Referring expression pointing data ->
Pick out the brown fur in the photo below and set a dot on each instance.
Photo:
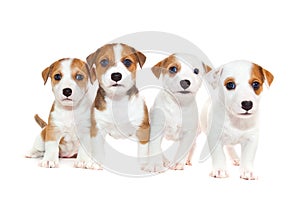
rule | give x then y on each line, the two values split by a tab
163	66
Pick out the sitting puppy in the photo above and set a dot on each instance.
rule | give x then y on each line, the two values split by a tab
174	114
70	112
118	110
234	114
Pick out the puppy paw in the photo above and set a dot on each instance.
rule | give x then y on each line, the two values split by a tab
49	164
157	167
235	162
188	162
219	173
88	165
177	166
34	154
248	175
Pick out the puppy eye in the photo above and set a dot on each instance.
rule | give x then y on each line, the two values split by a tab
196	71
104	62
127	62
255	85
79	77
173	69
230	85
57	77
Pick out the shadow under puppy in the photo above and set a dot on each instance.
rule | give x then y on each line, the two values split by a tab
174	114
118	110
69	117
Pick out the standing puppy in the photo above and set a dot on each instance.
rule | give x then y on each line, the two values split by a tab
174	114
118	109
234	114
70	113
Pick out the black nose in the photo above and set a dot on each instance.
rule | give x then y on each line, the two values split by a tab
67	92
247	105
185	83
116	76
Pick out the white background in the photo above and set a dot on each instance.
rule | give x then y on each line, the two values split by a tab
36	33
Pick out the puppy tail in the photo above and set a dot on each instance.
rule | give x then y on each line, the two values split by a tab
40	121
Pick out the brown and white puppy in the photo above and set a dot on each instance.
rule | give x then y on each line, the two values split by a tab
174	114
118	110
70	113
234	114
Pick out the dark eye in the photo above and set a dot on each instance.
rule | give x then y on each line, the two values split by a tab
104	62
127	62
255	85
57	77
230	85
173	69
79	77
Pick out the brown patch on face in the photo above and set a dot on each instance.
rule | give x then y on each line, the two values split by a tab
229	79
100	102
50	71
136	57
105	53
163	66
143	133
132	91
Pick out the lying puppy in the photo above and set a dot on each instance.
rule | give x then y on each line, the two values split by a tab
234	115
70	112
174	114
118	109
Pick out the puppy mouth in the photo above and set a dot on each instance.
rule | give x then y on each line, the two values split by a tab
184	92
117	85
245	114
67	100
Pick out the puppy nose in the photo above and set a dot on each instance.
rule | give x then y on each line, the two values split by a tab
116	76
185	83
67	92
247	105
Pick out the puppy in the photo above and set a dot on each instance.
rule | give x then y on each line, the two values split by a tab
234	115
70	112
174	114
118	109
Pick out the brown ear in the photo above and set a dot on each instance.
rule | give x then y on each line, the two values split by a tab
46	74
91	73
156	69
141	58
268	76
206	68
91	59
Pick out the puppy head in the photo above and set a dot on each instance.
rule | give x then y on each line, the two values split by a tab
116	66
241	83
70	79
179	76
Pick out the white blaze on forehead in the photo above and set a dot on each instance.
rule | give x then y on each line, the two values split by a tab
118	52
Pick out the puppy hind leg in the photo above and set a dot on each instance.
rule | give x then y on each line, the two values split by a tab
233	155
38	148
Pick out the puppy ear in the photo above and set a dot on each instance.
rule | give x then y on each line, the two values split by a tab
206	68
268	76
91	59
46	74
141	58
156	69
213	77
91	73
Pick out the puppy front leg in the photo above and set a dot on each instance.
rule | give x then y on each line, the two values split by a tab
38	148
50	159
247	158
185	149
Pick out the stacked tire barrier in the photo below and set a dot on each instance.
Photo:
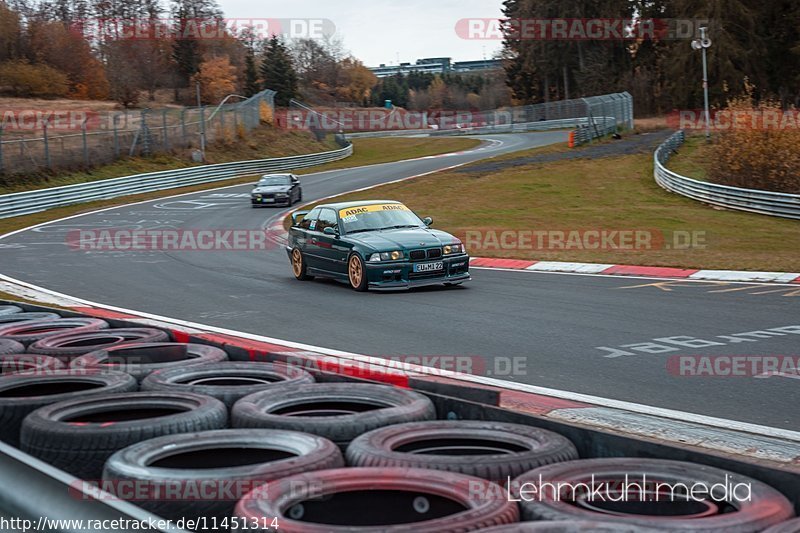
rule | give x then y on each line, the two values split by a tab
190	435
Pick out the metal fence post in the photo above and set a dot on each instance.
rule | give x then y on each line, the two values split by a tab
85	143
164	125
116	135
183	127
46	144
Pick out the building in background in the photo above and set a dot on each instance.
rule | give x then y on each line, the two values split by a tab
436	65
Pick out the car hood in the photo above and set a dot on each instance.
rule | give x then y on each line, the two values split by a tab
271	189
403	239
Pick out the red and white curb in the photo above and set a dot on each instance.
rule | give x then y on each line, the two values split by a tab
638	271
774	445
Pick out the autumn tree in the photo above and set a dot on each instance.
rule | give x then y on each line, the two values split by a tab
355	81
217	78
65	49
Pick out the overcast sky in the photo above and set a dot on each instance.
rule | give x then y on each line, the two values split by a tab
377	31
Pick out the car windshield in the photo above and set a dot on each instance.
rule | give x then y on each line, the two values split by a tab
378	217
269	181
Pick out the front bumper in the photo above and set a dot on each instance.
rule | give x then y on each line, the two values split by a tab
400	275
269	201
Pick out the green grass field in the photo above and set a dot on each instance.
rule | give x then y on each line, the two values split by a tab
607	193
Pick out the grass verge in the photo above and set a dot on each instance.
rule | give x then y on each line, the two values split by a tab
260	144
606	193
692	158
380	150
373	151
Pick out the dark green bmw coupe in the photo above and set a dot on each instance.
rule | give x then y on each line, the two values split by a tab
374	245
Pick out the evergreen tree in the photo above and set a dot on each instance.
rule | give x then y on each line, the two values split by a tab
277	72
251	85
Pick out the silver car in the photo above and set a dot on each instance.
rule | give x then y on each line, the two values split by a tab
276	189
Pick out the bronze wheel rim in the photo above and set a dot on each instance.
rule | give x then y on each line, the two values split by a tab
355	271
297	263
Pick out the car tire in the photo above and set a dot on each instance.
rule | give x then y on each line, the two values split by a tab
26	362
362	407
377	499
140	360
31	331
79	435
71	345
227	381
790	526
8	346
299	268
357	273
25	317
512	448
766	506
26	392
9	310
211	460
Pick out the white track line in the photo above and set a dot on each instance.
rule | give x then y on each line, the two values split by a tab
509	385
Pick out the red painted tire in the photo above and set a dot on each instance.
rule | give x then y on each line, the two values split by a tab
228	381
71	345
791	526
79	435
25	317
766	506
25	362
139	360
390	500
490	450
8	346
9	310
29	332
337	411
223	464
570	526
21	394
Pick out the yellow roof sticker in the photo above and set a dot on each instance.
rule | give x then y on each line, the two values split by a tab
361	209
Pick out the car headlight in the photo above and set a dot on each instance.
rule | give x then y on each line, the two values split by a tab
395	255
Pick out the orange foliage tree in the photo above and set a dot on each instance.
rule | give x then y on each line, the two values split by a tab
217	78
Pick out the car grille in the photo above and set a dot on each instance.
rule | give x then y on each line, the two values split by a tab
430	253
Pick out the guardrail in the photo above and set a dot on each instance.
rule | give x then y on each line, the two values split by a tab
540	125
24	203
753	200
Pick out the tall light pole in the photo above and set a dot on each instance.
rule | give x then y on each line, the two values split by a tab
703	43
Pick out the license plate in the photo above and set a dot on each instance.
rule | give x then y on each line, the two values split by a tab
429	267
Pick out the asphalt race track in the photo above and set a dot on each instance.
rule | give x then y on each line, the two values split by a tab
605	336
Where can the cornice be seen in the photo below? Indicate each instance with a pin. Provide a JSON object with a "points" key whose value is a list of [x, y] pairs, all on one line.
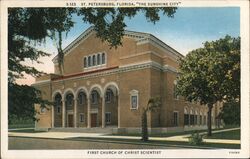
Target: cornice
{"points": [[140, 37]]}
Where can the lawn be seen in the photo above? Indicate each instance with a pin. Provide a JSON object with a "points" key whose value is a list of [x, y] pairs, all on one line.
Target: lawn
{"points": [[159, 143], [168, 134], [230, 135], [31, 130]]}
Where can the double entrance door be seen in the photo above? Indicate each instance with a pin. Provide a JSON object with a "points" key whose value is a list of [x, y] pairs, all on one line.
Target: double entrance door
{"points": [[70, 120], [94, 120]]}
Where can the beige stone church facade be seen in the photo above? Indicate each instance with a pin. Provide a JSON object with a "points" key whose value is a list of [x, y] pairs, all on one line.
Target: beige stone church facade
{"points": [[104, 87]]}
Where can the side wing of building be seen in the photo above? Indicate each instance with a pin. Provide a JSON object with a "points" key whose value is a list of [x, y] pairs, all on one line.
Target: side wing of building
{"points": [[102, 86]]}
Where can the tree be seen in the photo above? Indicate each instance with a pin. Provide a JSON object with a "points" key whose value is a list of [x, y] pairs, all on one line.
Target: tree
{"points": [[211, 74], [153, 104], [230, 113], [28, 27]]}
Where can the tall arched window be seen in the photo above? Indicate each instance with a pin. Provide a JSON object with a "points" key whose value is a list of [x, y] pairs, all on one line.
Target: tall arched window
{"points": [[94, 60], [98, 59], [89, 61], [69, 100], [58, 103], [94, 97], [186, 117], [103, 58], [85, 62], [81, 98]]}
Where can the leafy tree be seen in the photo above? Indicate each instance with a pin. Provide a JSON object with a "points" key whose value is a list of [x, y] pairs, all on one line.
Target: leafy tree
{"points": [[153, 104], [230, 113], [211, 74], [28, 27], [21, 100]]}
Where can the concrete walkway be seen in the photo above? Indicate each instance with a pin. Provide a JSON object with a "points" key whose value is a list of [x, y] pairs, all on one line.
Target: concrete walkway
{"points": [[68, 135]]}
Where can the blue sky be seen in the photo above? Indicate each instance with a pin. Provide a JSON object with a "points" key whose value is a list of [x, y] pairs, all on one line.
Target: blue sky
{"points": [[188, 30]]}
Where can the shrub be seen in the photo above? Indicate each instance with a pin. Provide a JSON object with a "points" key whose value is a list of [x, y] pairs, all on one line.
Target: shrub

Problem ->
How many lines in these records hold the string "below"? Reply with the number alone.

Exercise result ->
3